(SUPPLIED MATERIAL begins)

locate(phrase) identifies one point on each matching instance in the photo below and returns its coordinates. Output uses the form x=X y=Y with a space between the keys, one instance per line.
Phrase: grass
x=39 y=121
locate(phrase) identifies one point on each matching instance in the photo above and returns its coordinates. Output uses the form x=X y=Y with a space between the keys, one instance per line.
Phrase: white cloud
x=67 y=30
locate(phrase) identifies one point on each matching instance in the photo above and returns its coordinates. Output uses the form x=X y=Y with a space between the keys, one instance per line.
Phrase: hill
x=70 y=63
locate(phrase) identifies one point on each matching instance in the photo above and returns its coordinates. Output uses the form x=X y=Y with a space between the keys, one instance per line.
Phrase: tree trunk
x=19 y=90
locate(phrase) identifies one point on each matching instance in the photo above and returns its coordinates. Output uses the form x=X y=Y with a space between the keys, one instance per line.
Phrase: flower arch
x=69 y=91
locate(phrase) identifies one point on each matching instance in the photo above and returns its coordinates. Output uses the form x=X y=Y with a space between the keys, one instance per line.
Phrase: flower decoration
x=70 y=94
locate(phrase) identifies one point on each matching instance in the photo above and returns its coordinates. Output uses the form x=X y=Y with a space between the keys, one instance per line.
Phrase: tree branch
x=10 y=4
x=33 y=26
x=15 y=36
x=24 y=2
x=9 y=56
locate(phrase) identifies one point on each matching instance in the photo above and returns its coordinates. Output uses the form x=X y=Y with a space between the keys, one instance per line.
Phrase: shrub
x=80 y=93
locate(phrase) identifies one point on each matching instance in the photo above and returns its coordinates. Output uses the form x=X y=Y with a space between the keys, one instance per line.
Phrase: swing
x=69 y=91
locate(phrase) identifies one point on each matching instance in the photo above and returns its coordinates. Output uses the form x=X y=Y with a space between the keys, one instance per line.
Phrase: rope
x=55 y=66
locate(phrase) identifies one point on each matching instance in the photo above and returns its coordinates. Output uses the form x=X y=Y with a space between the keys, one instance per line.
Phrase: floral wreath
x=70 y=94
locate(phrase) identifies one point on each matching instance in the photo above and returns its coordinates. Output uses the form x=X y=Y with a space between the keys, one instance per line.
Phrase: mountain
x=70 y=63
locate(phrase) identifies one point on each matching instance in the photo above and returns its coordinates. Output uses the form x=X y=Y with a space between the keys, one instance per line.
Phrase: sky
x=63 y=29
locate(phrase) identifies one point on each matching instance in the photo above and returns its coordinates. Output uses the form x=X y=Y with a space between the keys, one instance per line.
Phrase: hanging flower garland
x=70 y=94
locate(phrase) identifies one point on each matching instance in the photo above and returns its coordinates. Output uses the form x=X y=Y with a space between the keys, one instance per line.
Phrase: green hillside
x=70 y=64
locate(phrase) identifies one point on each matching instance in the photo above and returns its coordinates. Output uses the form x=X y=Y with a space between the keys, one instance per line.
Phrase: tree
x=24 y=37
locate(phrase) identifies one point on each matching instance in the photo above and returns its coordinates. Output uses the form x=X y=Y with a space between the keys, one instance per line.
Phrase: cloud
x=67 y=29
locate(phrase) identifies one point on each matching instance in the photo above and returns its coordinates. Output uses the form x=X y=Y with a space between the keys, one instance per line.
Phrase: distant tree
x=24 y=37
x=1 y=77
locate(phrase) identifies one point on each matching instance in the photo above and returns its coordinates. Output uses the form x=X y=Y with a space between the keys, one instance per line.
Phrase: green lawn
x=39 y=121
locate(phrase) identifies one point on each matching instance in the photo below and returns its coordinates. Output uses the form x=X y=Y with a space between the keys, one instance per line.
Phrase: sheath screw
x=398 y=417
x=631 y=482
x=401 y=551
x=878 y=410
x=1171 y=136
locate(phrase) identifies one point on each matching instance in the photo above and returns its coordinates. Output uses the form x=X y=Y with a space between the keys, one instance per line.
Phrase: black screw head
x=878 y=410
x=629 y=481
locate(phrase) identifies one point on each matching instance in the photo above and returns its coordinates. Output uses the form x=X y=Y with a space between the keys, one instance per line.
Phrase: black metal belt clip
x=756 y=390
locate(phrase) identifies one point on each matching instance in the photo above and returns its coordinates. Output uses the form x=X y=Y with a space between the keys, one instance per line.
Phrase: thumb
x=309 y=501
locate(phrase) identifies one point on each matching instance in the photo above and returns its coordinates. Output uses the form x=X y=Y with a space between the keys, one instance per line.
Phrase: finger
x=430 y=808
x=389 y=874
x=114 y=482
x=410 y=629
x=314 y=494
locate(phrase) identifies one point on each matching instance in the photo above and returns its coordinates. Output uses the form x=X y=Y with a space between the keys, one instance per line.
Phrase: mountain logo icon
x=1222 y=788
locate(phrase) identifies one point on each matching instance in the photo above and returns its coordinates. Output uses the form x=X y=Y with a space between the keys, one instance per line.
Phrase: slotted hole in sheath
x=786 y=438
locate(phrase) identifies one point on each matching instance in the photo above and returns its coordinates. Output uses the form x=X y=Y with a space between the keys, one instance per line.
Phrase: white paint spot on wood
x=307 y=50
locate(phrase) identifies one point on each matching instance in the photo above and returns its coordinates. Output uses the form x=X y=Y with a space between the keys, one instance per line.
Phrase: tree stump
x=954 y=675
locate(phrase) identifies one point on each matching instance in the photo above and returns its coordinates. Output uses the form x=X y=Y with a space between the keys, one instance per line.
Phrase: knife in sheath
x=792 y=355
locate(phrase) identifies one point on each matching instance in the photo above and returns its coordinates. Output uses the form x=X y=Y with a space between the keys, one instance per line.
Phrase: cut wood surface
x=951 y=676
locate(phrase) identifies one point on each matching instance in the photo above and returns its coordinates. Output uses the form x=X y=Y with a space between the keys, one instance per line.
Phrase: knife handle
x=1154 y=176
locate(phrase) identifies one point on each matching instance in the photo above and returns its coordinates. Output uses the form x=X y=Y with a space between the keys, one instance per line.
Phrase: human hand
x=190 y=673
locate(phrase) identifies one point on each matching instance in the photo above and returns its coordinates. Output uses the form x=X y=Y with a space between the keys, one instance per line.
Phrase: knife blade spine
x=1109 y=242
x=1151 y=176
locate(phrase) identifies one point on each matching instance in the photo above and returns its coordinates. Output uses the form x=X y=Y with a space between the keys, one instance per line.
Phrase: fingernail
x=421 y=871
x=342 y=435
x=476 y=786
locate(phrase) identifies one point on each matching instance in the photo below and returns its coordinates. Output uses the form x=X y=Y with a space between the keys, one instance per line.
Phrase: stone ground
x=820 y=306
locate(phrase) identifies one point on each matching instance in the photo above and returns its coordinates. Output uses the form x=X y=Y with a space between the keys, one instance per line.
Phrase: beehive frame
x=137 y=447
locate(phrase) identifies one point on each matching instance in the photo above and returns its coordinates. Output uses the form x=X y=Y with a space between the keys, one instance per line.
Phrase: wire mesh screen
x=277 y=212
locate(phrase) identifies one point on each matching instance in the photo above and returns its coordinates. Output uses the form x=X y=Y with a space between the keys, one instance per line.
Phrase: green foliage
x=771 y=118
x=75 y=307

(SUPPLIED MATERIAL ends)

Could you write out all of the data again, exactly as given?

locate(phrase) identifies one point on each matching instance in the photo below and returns its coordinates. Output uses the form x=X y=Y with a space between the keys, one instance per line.
Phrase: grass
x=39 y=121
locate(phrase) identifies one point on each matching instance in the photo above and returns its coordinates. Output uses the form x=X y=Y with a space between the keys, one instance per line.
Phrase: white cloud
x=67 y=30
locate(phrase) identifies one point on each matching instance in the photo above and returns its coordinates. Output uses the form x=X y=Y with a space between the keys, one instance per line.
Phrase: hill
x=70 y=63
locate(phrase) identifies one point on each matching instance in the photo above and returns its coordinates. Output uses the form x=X y=Y with a space between the keys, one instance per line.
Phrase: tree trunk
x=19 y=90
locate(phrase) identifies one point on each matching instance in the photo above and returns its coordinates. Output uses the form x=X y=Y with a space between the keys, one instance per line.
Phrase: flower arch
x=69 y=91
locate(phrase) identifies one point on each matching instance in the photo above and returns its coordinates. Output uses the form x=X y=Y with a space between the keys, one instance per line.
Phrase: flower decoration
x=70 y=94
locate(phrase) identifies one point on each matching instance in the photo above and returns its coordinates. Output uses the form x=X y=Y with a space between the keys, one instance per line.
Phrase: tree branch
x=10 y=4
x=33 y=26
x=15 y=36
x=24 y=2
x=9 y=56
locate(phrase) identifies one point on each matching instance in the photo above and returns its coordinates. Output uses the form x=X y=Y with a space between the keys, one instance per line.
Phrase: shrub
x=80 y=93
locate(phrase) identifies one point on each matching instance in the photo above and returns its coordinates. Output uses the form x=X y=Y with a space between the keys, one instance per line.
Phrase: swing
x=69 y=91
locate(phrase) identifies one point on each matching instance in the photo above and returns its coordinates. Output uses the form x=X y=Y with a space between the keys, one instance per line.
Phrase: rope
x=55 y=66
locate(phrase) identifies one point on each matching instance in the photo above and returns its coordinates. Output uses the form x=X y=Y with a space between the keys, one instance per line.
Phrase: floral wreath
x=70 y=94
locate(phrase) identifies one point on each matching instance in the photo above and returns its coordinates. Output uses the form x=X y=Y with a space between the keys, one instance per line.
Phrase: mountain
x=70 y=63
locate(phrase) identifies one point on each matching instance in the photo above and returns its coordinates. Output uses the form x=X y=Y with a space between the keys, one instance per line.
Phrase: sky
x=63 y=29
locate(phrase) identifies one point on each matching instance in the photo above and returns its coordinates. Output uses the form x=X y=Y with a space between the keys, one instance per line.
Phrase: hanging flower garland
x=70 y=94
locate(phrase) identifies one point on each matching instance in the photo above and returns its coordinates. Output uses the form x=X y=Y with a space between the keys, one instance per line.
Phrase: green hillside
x=70 y=64
locate(phrase) identifies one point on each matching instance in the photo above and returns its coordinates. Output uses the form x=X y=Y with a space between the keys, one instance per line.
Phrase: tree
x=24 y=37
locate(phrase) identifies one point on each matching instance in the photo above and returns its coordinates. Output uses the form x=X y=Y with a space between the keys, one instance per line.
Phrase: cloud
x=67 y=29
locate(phrase) identifies one point on each matching instance in the photo above and returns its coordinates. Output uses the form x=X y=Y with a space between the keys, one instance per line.
Phrase: distant tree
x=24 y=37
x=1 y=77
locate(phrase) identifies one point on each matching instance in the photo above and returns its coordinates. Output uses the form x=X y=Y with a space between the keys, one instance per line.
Phrase: green lawn
x=39 y=121
locate(phrase) identifies one point on each matching instance in the photo below and returns its coordinates. Output uses the form x=X y=Y with a space between the keys, one instance per line.
Phrase: sheath screw
x=398 y=417
x=631 y=482
x=401 y=551
x=878 y=410
x=1171 y=136
locate(phrase) identifies one point on each matching instance in the photo above and returns its coordinates. Output uses the form x=X y=Y with a space between the keys, one instance per line.
Phrase: black screw head
x=878 y=410
x=629 y=481
locate(phrase) identifies one point on each matching instance in the photo above and returns its coordinates. Output uses the form x=X y=Y with a space between the keys, one instance per line.
Phrase: black metal belt clip
x=756 y=390
locate(phrase) identifies one point on each matching instance in the photo above and returns its coordinates. Output uses the form x=X y=Y with a space between the keys, one instance per line.
Phrase: thumb
x=309 y=501
locate(phrase) identifies one point on each matching instance in the photo above and returns its coordinates. Output uses the form x=X y=Y with a space between the keys, one instance per line.
Phrase: finger
x=430 y=808
x=389 y=874
x=114 y=482
x=410 y=629
x=314 y=494
locate(phrase) identifies one point on each matching instance in the photo above and returns its coordinates. Output uses the form x=X y=Y with a space between the keys, one instance per line.
Phrase: mountain logo icon
x=1222 y=788
locate(phrase) identifies one point on each matching instance in the photo above and returns its coordinates. Output uses the form x=X y=Y with a space between the keys, one instance per line.
Phrase: slotted hole in sheath
x=786 y=438
locate(phrase) identifies one point on each matching instance in the photo above and returns its coordinates. Output uses the form x=X y=Y with a space between the keys, one instance per line.
Phrase: white paint spot on wood
x=307 y=50
locate(phrase) identifies one point on each matching instance in the photo above and returns its coordinates. Output uses the form x=X y=Y with a space between the keys, one instance per line.
Phrase: tree stump
x=954 y=675
locate(phrase) identifies one point on each matching instance in the photo above and returns its coordinates. Output uses the form x=X y=Y with a space between the keys, one instance per line.
Phrase: knife in sheath
x=792 y=355
locate(phrase) identifies one point on each matching instance in the photo above and returns its coordinates. Output uses the form x=X y=Y with a space between the keys, one instance per line.
Phrase: cut wood surface
x=951 y=676
locate(phrase) identifies one point on each matching instance in the photo above and returns its coordinates. Output uses the form x=X y=Y with a space between the keys, one instance per line.
Phrase: knife handle
x=1154 y=176
locate(phrase) identifies one point on each matching instance in the photo above and returns its coordinates. Output uses the form x=X y=Y with a space between the keys, one instance per line.
Phrase: human hand
x=190 y=673
locate(phrase) identifies one point on each matching instance in the photo above and returns its coordinates. Output uses the form x=X y=Y with a space between the keys, one instance per line.
Phrase: knife blade spine
x=1109 y=242
x=1151 y=176
locate(phrase) identifies one point on each matching instance in the photo above and returns its coordinates. Output uses the form x=X y=Y with a space between the keys, one instance per line.
Phrase: fingernail
x=421 y=871
x=342 y=435
x=476 y=786
locate(phrase) identifies one point on each matching instance in the photo below and returns its coordinates. Output uses the form x=X y=Y with a space between the keys, one instance per line.
Phrase: stone ground
x=820 y=306
locate(phrase) identifies one point on each matching instance in the photo above and returns its coordinates. Output uses the form x=X y=Y with a space between the keys, one instance per line.
Phrase: beehive frame
x=137 y=447
locate(phrase) identifies one point on each matching instance in the photo above and returns its coordinates. Output uses the form x=X y=Y with a space between the keys, one instance per line.
Phrase: wire mesh screen
x=277 y=212
locate(phrase) identifies one point on each matching instance in the photo above and returns its coordinates. Output uses the form x=X y=Y with a space between the keys, one instance per line.
Phrase: green foliage
x=771 y=118
x=75 y=307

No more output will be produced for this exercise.